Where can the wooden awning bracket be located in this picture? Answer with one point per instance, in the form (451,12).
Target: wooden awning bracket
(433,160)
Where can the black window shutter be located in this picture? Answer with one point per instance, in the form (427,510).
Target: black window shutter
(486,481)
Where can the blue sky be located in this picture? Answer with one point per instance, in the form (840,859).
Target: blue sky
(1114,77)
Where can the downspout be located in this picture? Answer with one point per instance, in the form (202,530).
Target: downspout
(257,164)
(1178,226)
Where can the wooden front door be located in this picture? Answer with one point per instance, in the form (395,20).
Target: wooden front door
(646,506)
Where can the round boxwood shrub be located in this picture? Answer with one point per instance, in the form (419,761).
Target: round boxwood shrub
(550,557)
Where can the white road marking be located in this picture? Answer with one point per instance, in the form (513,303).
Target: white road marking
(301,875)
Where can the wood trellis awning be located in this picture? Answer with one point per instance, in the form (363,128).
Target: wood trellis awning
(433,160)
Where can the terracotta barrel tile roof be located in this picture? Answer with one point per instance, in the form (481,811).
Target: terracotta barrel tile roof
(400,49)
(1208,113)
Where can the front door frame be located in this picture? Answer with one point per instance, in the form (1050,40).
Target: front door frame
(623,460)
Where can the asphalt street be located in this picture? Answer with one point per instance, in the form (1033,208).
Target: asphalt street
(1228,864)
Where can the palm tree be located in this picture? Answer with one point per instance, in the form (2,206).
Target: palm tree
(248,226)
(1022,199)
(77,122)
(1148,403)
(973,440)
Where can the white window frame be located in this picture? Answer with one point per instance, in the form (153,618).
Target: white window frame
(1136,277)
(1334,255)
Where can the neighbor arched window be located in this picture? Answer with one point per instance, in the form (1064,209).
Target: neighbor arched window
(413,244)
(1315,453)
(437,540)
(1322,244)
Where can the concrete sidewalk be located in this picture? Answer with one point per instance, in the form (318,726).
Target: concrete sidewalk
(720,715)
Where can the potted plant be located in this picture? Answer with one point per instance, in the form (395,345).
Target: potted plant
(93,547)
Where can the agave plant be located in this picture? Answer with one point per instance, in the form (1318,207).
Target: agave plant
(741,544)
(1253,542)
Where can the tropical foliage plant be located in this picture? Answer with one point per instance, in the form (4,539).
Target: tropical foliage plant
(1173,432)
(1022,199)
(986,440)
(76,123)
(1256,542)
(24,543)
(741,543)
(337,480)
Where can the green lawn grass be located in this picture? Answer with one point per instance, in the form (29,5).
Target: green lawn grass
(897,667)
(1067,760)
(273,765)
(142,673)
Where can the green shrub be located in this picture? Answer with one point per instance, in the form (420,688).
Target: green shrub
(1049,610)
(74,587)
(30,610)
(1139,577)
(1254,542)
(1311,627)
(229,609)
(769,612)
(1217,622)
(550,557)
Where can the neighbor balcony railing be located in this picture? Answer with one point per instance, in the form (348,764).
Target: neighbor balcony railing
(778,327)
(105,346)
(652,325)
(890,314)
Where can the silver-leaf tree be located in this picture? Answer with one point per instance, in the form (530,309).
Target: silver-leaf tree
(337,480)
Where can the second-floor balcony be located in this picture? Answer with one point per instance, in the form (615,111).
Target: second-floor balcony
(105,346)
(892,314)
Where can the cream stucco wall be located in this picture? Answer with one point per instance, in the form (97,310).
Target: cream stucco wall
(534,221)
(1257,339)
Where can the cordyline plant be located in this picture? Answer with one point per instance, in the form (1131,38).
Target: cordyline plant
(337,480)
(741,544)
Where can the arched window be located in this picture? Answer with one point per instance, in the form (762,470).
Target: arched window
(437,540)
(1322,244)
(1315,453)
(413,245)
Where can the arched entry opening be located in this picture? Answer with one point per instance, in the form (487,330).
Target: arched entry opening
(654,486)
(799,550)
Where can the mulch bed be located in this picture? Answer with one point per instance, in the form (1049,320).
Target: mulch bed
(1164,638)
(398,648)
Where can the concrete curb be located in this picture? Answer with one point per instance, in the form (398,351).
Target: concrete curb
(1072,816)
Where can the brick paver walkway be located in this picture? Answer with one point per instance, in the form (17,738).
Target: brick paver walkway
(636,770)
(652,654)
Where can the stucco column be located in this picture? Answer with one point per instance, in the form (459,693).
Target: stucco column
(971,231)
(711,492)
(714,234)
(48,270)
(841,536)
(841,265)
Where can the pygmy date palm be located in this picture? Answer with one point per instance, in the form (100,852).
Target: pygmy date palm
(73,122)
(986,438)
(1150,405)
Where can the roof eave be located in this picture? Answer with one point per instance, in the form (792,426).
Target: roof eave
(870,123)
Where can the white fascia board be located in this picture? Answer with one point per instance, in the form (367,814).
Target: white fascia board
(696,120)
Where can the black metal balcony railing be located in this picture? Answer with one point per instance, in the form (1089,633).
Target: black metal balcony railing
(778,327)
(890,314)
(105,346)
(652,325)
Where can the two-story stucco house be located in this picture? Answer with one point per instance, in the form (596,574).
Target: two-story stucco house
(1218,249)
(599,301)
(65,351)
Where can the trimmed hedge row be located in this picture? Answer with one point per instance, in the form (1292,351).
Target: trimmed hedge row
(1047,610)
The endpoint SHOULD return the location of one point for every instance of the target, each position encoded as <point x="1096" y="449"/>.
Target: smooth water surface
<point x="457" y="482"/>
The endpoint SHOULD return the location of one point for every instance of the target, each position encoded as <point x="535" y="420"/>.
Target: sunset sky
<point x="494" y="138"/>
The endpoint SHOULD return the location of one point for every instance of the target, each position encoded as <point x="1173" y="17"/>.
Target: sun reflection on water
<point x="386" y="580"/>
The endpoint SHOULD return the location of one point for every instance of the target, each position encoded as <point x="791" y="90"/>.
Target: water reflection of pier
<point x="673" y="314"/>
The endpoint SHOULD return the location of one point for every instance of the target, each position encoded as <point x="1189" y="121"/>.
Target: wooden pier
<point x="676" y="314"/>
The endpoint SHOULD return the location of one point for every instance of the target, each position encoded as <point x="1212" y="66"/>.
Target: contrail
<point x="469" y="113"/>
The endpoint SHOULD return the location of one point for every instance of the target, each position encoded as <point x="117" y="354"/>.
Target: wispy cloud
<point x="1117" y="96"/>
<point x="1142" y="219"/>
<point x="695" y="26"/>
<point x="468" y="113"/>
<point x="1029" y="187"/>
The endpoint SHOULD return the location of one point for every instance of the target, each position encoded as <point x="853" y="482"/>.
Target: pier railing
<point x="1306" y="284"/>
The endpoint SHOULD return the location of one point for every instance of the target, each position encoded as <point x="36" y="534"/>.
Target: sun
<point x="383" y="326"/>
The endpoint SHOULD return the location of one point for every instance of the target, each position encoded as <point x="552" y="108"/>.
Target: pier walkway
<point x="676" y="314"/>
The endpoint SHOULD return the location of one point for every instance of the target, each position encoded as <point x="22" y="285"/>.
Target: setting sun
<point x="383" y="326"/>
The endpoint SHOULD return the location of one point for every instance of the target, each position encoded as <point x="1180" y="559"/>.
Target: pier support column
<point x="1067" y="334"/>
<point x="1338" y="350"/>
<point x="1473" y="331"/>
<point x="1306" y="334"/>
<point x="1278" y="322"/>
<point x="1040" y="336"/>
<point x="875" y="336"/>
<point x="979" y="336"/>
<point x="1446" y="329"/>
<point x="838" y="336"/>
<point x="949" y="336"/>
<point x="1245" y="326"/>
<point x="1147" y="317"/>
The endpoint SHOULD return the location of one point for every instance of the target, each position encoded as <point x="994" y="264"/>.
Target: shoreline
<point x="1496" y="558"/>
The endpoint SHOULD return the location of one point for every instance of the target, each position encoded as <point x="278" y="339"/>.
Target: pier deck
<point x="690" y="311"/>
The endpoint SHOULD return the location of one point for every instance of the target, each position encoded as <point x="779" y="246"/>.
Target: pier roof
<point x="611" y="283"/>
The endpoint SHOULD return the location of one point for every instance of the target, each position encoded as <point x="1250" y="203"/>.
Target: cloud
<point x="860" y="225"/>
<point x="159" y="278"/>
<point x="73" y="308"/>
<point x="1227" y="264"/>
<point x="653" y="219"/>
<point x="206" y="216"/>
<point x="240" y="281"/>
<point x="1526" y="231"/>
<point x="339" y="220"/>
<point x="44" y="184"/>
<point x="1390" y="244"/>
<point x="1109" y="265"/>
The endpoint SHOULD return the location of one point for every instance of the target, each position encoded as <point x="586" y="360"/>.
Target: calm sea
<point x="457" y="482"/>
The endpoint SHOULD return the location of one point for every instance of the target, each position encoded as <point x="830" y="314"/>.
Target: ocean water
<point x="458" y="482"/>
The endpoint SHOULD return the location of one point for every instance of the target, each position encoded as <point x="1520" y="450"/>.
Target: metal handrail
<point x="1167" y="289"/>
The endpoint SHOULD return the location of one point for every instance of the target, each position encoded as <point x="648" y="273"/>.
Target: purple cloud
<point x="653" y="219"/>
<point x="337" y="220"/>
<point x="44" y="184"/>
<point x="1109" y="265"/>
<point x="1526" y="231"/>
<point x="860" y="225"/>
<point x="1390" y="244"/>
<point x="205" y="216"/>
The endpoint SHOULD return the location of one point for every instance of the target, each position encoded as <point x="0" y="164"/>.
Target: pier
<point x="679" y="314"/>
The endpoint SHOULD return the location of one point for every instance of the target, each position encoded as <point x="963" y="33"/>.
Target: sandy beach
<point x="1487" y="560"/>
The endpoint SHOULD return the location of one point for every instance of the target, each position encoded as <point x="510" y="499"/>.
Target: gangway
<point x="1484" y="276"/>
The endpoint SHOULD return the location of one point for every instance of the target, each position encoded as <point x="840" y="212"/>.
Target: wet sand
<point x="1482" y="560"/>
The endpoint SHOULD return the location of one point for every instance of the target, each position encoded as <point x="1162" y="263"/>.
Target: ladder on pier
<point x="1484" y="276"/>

|---|

Stated goal: Collect every line above that contains the word "curb" and copy each one in full.

The answer:
Where can the concrete curb be located in this picture? Answer with one point per instance, in the form (398,351).
Target: concrete curb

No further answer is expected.